Please set down, exactly, the line with "of the pedestrian" and all lines that follow it through the end of the records below.

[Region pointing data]
Content starts
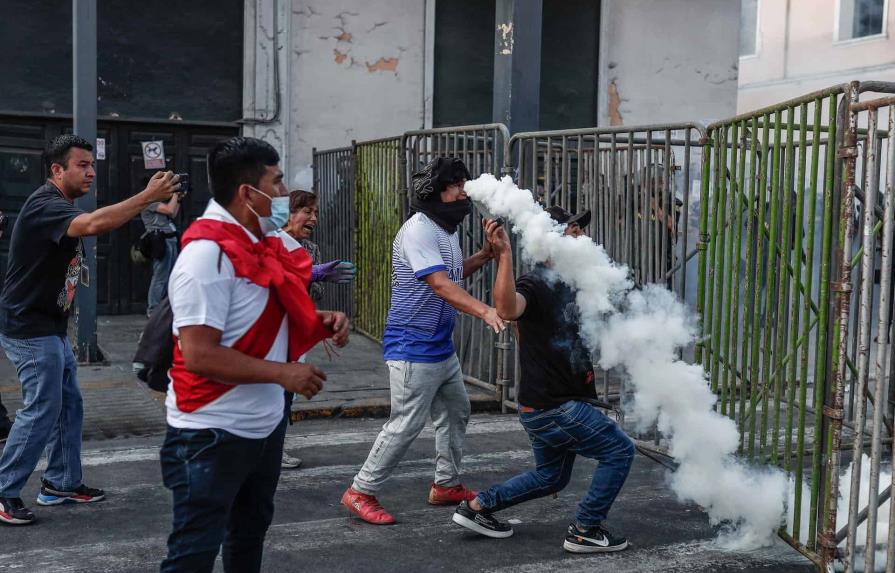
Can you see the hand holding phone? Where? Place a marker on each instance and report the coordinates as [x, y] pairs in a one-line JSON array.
[[184, 184]]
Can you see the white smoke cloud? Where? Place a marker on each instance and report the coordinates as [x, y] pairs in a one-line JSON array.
[[641, 332]]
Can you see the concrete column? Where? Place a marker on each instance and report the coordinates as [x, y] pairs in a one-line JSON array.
[[84, 87], [517, 64]]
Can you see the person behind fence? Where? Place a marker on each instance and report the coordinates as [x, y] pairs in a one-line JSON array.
[[557, 379], [46, 263], [424, 372], [158, 220], [241, 319], [303, 209]]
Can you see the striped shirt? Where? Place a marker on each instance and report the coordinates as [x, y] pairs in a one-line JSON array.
[[420, 324]]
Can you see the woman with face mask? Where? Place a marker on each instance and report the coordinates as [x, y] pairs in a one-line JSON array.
[[302, 222]]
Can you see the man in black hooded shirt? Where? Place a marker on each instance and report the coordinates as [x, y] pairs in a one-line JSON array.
[[557, 378]]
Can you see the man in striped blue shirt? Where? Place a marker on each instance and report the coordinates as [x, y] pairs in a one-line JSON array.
[[425, 377]]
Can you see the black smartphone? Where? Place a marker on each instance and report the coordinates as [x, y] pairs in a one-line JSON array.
[[184, 183]]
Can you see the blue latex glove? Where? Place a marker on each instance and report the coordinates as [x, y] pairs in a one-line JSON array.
[[333, 272]]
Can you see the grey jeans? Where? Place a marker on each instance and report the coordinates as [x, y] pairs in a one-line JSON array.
[[420, 390]]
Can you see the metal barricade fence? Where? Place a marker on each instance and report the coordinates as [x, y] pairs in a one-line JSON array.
[[334, 187], [861, 397], [378, 216], [788, 330], [767, 224], [483, 149], [636, 182]]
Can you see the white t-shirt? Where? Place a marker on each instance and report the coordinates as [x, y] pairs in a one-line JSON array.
[[420, 324], [202, 292]]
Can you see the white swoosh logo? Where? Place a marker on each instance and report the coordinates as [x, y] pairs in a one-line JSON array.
[[602, 542]]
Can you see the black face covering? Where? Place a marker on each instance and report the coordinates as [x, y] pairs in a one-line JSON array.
[[448, 216]]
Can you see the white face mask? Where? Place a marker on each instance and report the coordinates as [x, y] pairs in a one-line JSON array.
[[279, 213]]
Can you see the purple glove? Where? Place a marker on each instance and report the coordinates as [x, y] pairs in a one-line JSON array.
[[333, 272]]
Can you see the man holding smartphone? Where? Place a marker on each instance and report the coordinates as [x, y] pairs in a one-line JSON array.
[[45, 265], [158, 219]]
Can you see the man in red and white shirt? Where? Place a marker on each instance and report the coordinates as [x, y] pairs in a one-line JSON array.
[[242, 317]]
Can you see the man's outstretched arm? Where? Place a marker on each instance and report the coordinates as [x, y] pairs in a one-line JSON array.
[[509, 304]]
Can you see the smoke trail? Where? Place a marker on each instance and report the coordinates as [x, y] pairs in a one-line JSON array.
[[641, 331]]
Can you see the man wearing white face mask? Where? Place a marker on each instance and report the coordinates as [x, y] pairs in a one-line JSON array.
[[242, 317]]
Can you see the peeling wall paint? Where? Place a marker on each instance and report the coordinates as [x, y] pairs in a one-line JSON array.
[[615, 115], [359, 74], [383, 65], [506, 38], [674, 60]]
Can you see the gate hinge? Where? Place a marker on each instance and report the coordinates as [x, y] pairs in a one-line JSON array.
[[840, 286], [833, 413], [845, 152], [827, 541]]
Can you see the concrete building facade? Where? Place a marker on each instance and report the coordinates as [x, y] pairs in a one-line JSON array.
[[359, 70], [792, 47]]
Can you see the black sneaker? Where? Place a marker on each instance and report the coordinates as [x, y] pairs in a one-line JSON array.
[[481, 522], [14, 512], [592, 540], [51, 495]]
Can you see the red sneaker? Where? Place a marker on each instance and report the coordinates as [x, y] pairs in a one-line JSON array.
[[440, 495], [366, 507]]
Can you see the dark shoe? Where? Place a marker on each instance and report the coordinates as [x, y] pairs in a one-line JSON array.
[[592, 540], [51, 495], [14, 512], [481, 522]]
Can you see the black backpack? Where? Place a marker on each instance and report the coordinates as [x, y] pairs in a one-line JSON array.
[[155, 350]]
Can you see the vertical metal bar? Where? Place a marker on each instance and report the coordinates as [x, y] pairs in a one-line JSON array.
[[863, 355], [733, 209], [882, 332], [722, 217], [748, 382], [759, 285], [842, 253], [685, 215], [806, 345], [794, 317], [702, 245], [630, 190], [785, 186], [716, 222], [739, 141], [84, 100], [669, 224], [885, 293]]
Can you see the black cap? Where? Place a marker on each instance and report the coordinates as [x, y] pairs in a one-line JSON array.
[[563, 217], [435, 177]]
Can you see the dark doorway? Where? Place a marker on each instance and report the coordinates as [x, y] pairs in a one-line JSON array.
[[464, 63], [122, 285]]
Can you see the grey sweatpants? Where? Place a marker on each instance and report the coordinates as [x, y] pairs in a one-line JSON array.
[[420, 390]]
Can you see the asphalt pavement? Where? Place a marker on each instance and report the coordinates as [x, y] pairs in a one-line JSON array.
[[312, 532]]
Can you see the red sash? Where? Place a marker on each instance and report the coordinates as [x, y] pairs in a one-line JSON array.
[[268, 264]]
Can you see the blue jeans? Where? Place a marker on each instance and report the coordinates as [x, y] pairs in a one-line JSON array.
[[223, 488], [557, 436], [5, 422], [161, 270], [51, 418]]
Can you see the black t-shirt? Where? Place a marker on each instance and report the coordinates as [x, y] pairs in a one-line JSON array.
[[43, 267], [555, 364]]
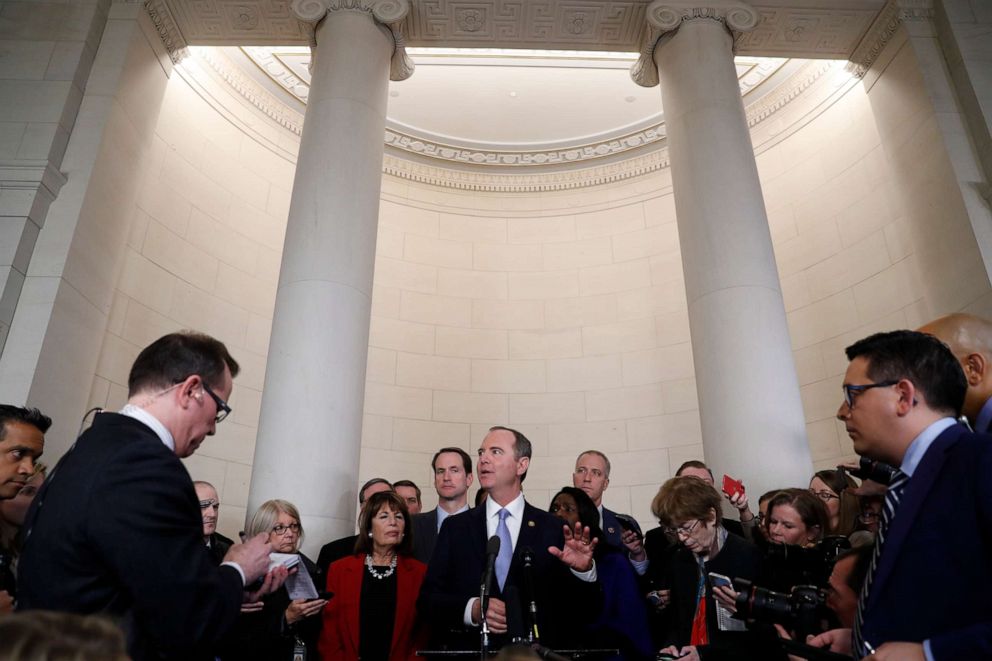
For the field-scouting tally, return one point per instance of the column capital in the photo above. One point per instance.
(387, 13)
(667, 16)
(915, 13)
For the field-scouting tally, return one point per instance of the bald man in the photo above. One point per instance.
(970, 338)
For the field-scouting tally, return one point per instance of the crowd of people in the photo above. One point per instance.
(888, 558)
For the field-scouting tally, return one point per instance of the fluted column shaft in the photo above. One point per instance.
(750, 408)
(309, 435)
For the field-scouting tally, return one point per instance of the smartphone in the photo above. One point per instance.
(732, 487)
(719, 580)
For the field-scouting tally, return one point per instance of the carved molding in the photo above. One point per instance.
(785, 30)
(495, 182)
(667, 16)
(434, 162)
(389, 13)
(168, 30)
(880, 33)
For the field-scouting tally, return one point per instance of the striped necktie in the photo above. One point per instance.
(892, 496)
(505, 548)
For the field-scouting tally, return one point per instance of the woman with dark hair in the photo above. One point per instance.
(623, 620)
(372, 613)
(701, 628)
(843, 507)
(274, 628)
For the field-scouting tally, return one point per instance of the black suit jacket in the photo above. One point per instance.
(565, 603)
(334, 551)
(934, 575)
(424, 535)
(116, 529)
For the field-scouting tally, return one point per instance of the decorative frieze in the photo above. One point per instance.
(894, 14)
(167, 28)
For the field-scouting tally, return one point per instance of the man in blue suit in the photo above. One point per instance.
(563, 578)
(452, 469)
(592, 475)
(926, 595)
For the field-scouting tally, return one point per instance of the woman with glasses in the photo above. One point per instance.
(796, 518)
(843, 507)
(623, 619)
(372, 613)
(700, 627)
(277, 627)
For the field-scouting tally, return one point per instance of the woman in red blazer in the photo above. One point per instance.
(372, 613)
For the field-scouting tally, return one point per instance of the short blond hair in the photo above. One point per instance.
(264, 518)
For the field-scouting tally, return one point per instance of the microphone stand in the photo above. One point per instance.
(532, 633)
(483, 603)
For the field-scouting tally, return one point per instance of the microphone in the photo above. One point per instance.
(514, 615)
(492, 550)
(528, 557)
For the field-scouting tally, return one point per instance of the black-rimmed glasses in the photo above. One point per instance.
(279, 528)
(683, 530)
(851, 391)
(223, 410)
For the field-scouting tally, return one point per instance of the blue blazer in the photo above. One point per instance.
(934, 576)
(453, 577)
(611, 529)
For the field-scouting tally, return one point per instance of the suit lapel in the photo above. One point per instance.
(912, 500)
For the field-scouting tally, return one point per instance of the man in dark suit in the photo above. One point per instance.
(592, 475)
(116, 528)
(970, 338)
(563, 576)
(216, 543)
(926, 591)
(345, 546)
(452, 468)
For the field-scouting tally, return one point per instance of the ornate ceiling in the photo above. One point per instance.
(788, 28)
(513, 119)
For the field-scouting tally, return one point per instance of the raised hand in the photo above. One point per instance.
(578, 548)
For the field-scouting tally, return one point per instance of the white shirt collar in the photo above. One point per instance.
(920, 445)
(443, 514)
(141, 415)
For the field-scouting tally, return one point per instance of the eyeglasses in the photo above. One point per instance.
(223, 410)
(869, 517)
(852, 391)
(825, 496)
(683, 530)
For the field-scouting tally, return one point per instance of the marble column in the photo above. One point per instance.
(749, 405)
(309, 435)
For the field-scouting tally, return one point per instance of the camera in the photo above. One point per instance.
(788, 565)
(876, 471)
(802, 610)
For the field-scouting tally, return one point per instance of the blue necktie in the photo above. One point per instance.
(505, 549)
(892, 496)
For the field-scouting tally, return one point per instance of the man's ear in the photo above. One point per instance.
(190, 389)
(975, 368)
(908, 396)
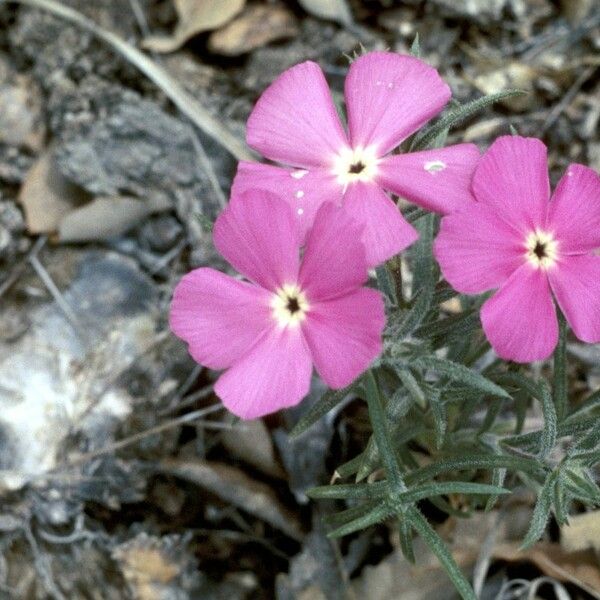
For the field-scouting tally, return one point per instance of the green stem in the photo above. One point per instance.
(382, 434)
(560, 382)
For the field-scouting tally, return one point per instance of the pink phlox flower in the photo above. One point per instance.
(536, 249)
(291, 314)
(388, 97)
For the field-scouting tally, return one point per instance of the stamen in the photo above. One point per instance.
(541, 249)
(355, 164)
(293, 305)
(289, 306)
(356, 168)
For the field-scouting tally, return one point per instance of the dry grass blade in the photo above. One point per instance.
(178, 95)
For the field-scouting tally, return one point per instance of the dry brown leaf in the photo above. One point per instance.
(21, 122)
(512, 75)
(252, 443)
(104, 218)
(237, 488)
(195, 16)
(579, 568)
(47, 196)
(333, 10)
(256, 27)
(582, 532)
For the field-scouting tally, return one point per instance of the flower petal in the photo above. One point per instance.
(438, 180)
(520, 319)
(476, 250)
(389, 96)
(219, 317)
(344, 335)
(303, 190)
(575, 281)
(574, 213)
(295, 121)
(512, 177)
(256, 233)
(275, 374)
(386, 231)
(334, 261)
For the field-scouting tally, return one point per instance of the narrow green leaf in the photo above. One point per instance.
(415, 48)
(474, 461)
(437, 546)
(349, 491)
(405, 533)
(350, 467)
(328, 401)
(461, 324)
(440, 417)
(412, 318)
(350, 514)
(460, 115)
(412, 386)
(589, 404)
(583, 486)
(550, 430)
(378, 514)
(541, 512)
(559, 381)
(381, 433)
(443, 488)
(559, 491)
(413, 213)
(385, 283)
(460, 373)
(498, 477)
(400, 434)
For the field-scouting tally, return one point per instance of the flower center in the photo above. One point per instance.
(355, 164)
(289, 305)
(542, 249)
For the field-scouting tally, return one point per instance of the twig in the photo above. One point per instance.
(22, 264)
(56, 293)
(189, 417)
(184, 101)
(566, 100)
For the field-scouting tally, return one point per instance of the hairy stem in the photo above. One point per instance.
(560, 383)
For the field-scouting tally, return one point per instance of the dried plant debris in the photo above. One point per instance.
(99, 479)
(53, 380)
(257, 26)
(193, 18)
(158, 568)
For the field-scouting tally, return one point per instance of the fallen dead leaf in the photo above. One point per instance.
(582, 532)
(104, 218)
(257, 26)
(579, 568)
(333, 10)
(21, 122)
(513, 75)
(252, 443)
(237, 488)
(47, 196)
(194, 17)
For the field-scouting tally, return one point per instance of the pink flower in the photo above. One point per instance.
(293, 314)
(388, 97)
(532, 247)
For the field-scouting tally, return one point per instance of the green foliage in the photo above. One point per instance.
(432, 394)
(448, 418)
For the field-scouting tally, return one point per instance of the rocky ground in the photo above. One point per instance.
(120, 475)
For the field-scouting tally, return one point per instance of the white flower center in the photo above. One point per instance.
(542, 249)
(289, 305)
(355, 164)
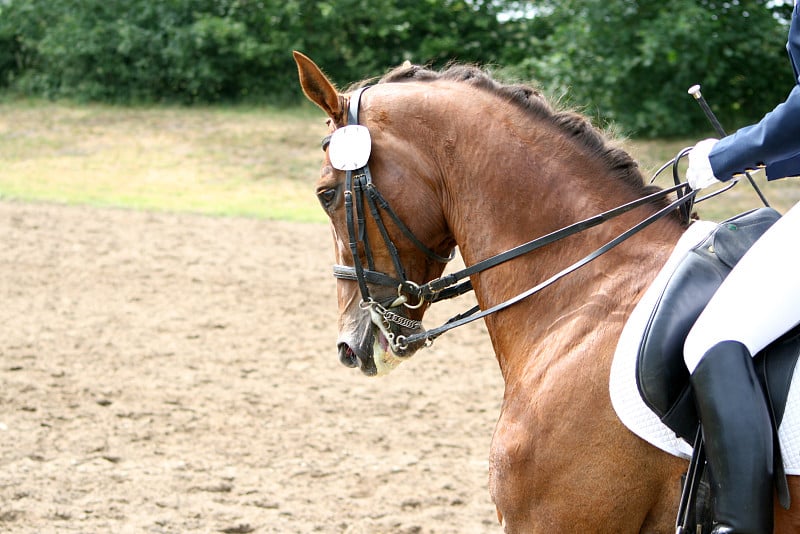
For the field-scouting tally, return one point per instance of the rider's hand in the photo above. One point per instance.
(699, 174)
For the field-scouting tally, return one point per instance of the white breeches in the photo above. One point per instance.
(760, 298)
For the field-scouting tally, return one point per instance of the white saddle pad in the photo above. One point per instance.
(625, 397)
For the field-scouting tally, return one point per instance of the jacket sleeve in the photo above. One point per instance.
(774, 139)
(773, 142)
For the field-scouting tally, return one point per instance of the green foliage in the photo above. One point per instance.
(628, 62)
(633, 61)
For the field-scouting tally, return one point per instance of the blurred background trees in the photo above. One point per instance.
(626, 62)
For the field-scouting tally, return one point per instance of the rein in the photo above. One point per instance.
(359, 187)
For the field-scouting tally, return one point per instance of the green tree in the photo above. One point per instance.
(632, 61)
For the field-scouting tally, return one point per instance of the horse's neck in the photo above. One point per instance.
(584, 311)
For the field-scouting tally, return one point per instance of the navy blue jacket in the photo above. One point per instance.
(774, 142)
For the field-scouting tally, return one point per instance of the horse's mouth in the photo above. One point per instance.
(372, 353)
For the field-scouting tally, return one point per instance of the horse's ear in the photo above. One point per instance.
(318, 88)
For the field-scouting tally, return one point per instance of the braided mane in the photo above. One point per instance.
(531, 101)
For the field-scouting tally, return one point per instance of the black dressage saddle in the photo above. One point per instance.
(661, 374)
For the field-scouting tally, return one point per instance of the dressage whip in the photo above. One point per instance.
(698, 96)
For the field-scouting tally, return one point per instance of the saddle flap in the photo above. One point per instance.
(661, 374)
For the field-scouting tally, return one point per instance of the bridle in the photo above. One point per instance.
(360, 190)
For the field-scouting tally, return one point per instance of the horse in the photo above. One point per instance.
(461, 160)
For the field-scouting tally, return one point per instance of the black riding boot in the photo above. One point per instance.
(738, 437)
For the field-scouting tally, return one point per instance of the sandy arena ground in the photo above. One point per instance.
(178, 373)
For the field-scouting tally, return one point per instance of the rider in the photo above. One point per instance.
(759, 301)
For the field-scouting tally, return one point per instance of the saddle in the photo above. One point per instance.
(661, 374)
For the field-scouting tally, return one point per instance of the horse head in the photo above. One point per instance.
(378, 250)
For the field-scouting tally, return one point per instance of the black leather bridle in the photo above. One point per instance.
(360, 190)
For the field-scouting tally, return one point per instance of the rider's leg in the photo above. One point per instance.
(760, 298)
(759, 301)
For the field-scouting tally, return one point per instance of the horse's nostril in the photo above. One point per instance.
(347, 356)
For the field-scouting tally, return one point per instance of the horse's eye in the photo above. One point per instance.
(326, 197)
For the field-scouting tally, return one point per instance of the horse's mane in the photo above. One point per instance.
(533, 102)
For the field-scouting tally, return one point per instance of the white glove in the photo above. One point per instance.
(699, 173)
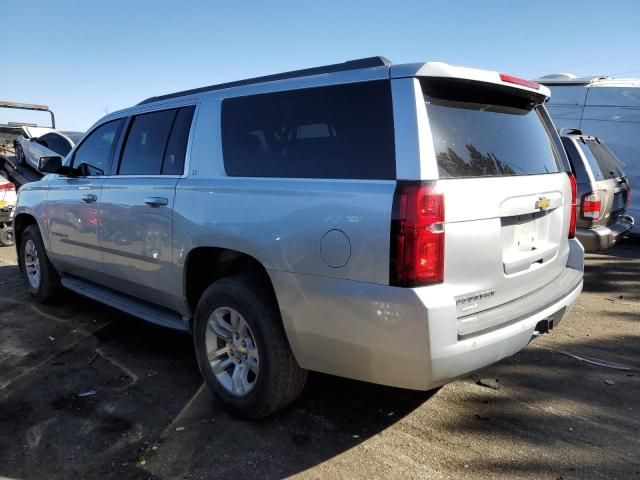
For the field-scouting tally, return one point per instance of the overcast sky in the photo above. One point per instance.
(83, 58)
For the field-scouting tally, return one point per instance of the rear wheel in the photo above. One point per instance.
(40, 276)
(242, 350)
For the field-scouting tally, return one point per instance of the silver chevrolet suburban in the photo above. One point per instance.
(398, 224)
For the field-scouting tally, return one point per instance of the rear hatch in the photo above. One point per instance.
(507, 194)
(612, 190)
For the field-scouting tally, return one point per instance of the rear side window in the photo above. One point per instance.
(156, 143)
(485, 130)
(604, 164)
(342, 132)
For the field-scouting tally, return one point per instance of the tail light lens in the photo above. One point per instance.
(590, 206)
(574, 201)
(417, 235)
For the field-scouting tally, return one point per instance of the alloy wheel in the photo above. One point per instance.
(232, 351)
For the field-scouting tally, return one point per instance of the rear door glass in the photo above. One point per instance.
(603, 163)
(486, 130)
(341, 132)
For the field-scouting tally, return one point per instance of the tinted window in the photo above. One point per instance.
(486, 131)
(341, 131)
(603, 163)
(173, 163)
(98, 148)
(145, 143)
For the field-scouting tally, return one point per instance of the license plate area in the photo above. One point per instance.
(527, 240)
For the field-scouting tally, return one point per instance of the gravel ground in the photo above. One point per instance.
(552, 417)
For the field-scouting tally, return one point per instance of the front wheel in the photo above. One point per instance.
(242, 349)
(40, 276)
(6, 236)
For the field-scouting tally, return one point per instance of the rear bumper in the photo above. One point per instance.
(409, 338)
(599, 238)
(475, 352)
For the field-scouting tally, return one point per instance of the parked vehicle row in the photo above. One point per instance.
(8, 199)
(607, 108)
(603, 191)
(398, 224)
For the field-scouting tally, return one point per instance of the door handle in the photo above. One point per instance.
(156, 202)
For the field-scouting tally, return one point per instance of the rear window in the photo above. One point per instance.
(604, 164)
(341, 132)
(486, 130)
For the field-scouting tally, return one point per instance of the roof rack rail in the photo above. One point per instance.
(569, 131)
(358, 64)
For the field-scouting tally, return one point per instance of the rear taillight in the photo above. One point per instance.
(574, 201)
(590, 206)
(519, 81)
(417, 235)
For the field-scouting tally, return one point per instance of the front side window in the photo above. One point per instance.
(484, 130)
(98, 148)
(341, 132)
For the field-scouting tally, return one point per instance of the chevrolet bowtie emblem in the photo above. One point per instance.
(543, 203)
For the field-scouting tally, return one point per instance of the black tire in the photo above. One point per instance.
(6, 236)
(280, 379)
(49, 283)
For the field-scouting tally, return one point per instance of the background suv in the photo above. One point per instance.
(603, 191)
(398, 224)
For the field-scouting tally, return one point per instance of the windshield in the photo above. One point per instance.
(485, 133)
(603, 163)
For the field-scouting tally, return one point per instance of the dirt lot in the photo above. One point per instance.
(553, 416)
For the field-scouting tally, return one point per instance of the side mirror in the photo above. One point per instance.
(50, 164)
(86, 170)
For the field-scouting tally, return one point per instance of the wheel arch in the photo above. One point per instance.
(20, 222)
(204, 265)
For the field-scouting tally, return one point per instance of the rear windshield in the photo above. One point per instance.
(604, 164)
(482, 130)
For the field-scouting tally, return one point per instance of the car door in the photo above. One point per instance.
(72, 207)
(136, 205)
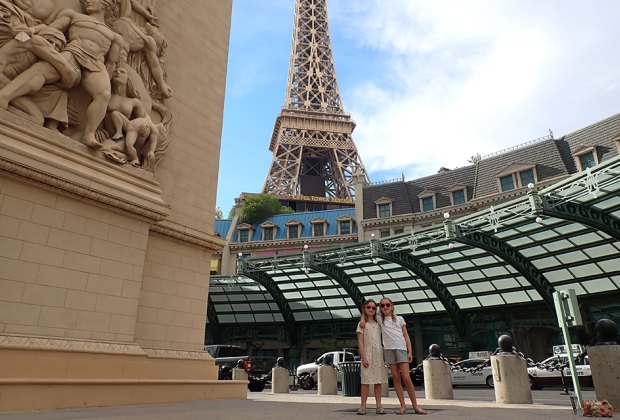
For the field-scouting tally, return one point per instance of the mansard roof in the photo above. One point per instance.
(552, 159)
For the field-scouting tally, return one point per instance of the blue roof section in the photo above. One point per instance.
(304, 219)
(222, 226)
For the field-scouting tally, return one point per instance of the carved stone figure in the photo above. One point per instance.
(49, 105)
(92, 49)
(146, 40)
(56, 61)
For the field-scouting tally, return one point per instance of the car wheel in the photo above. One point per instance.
(256, 385)
(306, 382)
(534, 384)
(225, 374)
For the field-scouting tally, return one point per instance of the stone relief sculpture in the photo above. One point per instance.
(94, 74)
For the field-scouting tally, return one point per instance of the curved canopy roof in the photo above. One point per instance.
(566, 236)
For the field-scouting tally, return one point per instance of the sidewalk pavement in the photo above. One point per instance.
(295, 406)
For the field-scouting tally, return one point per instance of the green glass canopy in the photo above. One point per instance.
(565, 236)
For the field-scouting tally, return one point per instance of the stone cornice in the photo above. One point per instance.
(189, 236)
(51, 160)
(61, 344)
(78, 191)
(177, 354)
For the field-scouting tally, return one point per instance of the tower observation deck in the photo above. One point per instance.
(314, 155)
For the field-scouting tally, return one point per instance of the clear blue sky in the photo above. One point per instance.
(429, 83)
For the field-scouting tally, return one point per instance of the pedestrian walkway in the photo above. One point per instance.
(299, 406)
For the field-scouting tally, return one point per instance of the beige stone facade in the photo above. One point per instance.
(104, 267)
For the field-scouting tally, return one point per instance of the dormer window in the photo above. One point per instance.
(319, 227)
(427, 200)
(458, 197)
(345, 225)
(586, 157)
(293, 227)
(516, 175)
(384, 207)
(245, 232)
(269, 231)
(507, 182)
(527, 177)
(458, 194)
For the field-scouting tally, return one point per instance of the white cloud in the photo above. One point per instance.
(462, 77)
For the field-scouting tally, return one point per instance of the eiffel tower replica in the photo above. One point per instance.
(314, 156)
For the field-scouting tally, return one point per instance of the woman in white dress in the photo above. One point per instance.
(371, 352)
Content ends
■ EXERCISE ANSWER ■
For the field-scouting tally, return one point per instance of the pedestrian walkway in the photo above. One point per instance.
(299, 406)
For the field-scouting tally, return one point per instance of the beige stone facade in the photo above. One point per instance.
(104, 267)
For the field-scouting tally, return one point per instance of the dormer window in the photo above. One point per instance.
(319, 227)
(427, 200)
(458, 197)
(345, 225)
(586, 157)
(293, 227)
(516, 175)
(384, 207)
(245, 232)
(269, 231)
(507, 182)
(527, 177)
(458, 194)
For the field-scouting tally, return one point per instance of the white cloud in the photo above. One point per instance.
(462, 77)
For the field-scouting tally, return one point per instance of the eiffel tower replica in the photo above. One point per instance.
(314, 156)
For the field-scouting tally, return one point per instance of the woman in white dress in the photo above. One point per instance.
(371, 352)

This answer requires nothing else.